EXERCISE GOAL: List every line in the records below that contains the word "ceiling".

Entries from a dataset:
◆ ◆ ◆ ◆ ◆
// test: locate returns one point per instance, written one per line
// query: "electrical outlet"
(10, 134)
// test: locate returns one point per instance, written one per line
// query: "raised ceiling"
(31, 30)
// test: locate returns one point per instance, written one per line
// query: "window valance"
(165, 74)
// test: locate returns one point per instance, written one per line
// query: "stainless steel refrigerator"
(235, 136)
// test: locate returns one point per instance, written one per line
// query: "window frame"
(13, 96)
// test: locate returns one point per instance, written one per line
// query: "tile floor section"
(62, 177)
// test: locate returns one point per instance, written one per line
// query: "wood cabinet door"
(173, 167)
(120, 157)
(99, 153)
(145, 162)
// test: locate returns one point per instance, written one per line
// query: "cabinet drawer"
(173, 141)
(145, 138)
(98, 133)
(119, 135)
◆ ◆ ◆ ◆ ◆
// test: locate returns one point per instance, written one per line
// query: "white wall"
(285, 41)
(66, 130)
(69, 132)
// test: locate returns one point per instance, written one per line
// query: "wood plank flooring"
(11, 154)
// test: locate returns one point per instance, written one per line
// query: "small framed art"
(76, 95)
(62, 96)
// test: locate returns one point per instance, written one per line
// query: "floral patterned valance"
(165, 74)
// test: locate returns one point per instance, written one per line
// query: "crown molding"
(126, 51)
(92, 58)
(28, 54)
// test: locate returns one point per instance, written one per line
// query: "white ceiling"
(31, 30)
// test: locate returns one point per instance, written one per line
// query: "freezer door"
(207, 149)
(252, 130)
◆ ◆ ◆ ◆ ◆
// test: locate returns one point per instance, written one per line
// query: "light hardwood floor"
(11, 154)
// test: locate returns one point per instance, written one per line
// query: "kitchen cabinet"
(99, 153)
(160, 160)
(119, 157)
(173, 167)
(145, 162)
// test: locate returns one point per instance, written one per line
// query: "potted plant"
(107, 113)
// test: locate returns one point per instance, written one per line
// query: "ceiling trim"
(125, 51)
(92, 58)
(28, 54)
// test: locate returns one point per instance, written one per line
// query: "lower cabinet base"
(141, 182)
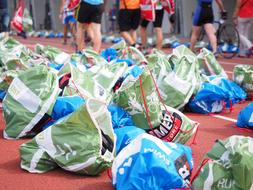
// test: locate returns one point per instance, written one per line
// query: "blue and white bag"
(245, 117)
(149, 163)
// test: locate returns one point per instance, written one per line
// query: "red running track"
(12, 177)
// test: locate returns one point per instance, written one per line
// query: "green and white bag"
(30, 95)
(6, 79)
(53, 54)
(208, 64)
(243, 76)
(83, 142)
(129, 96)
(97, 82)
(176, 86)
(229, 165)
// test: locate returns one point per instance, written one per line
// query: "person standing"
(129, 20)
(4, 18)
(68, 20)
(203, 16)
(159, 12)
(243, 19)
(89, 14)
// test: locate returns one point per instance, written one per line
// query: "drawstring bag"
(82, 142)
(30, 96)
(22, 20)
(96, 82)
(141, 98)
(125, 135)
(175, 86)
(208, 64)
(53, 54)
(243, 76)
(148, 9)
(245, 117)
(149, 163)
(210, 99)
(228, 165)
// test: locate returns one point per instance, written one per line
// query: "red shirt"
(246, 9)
◆ ◆ ◆ ◆ ◆
FINISHED ANSWER:
// query: "raised ceiling"
// query: "white ceiling"
// query: "ceiling trim"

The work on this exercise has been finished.